(Jobs)
a: Using the passage on the David colophon, decide whether each statement agrees with it: (i) the colophon credits David with 4,050 compositions; (ii) the number 364 matches a lunar-calendar year; (iii) collection readers treat the colophon as the smoking gun. Answer each with yes or no and quote the deciding words.
b: Rewrite the part of the passage on the David colophon that opens with the words containing "Four observations the" and closes with "a century later.", putting "scribal note" in place of "colophon".

(Document excerpt)
┏━━
Four observations the four positions weigh differently. The colophon credits David with 4,050 compositions, vastly more than the 150 in the Psalter. The breakdown is liturgical (psalms for daily offerings, sabbath offerings, festival offerings), tying David to the Second Temple cult. The number 364 matches the solar-calendar year of the Qumran community (1 Enoch 72-82, Jubilees 6:32), suggesting the colophon was composed within a sectarian community that read its own calendar back onto David. The closing phrase, 'through prophecy which was given to him from before the Most High,' classifies David as a prophet, which is how Acts 2:30 will describe him a century later.
Maximalist readers note that the 11QPs(a) tradition independently corroborates a Davidic-composer figure who substantially outproduced the canonical Psalter. Collection readers note that 4,050 is plainly hyperbolic and reveals what the le-David tradition was doing: marking David as the patron-figure of an open-ended Israelite liturgical corpus. Literary-projection readers treat the colophon as the smoking gun. Mixed readers split the difference, treating the figure as inflated tradition built on a real Davidic core.
┗━━
(Source material)
┏━━
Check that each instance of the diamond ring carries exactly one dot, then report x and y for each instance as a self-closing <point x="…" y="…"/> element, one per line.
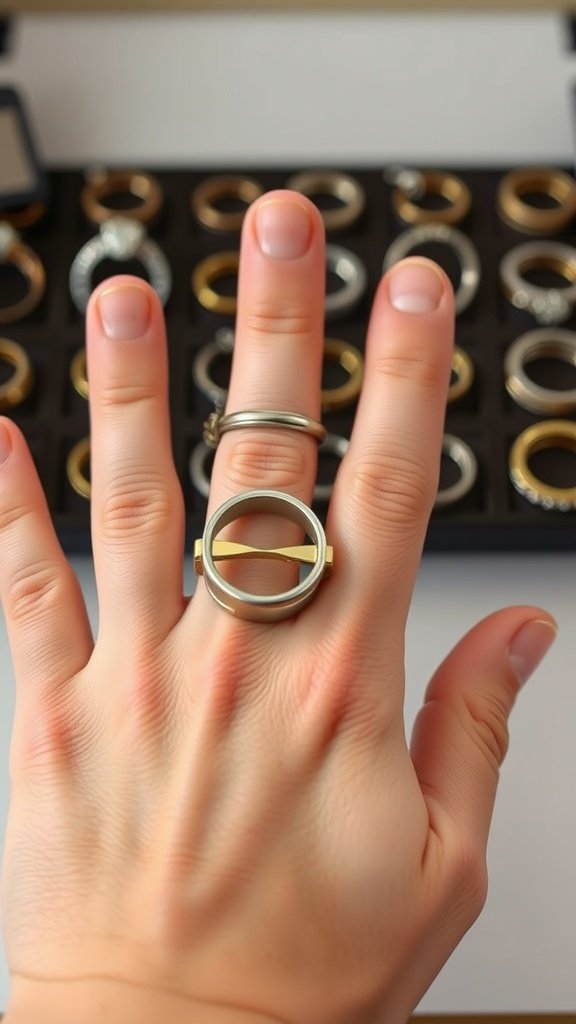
┗━━
(Results)
a:
(i) Yes: "The colophon credits David with 4,050 compositions"
(ii) No: "The number 364 matches the solar-calendar year of the Qumran community"
(iii) No: "Literary-projection readers treat the colophon as the smoking gun."

b:
Four observations the four positions weigh differently. The scribal note credits David with 4,050 compositions, vastly more than the 150 in the Psalter. The breakdown is liturgical (psalms for daily offerings, sabbath offerings, festival offerings), tying David to the Second Temple cult. The number 364 matches the solar-calendar year of the Qumran community (1 Enoch 72-82, Jubilees 6:32), suggesting the scribal note was composed within a sectarian community that read its own calendar back onto David. The closing phrase, 'through prophecy which was given to him from before the Most High,' classifies David as a prophet, which is how Acts 2:30 will describe him a century later.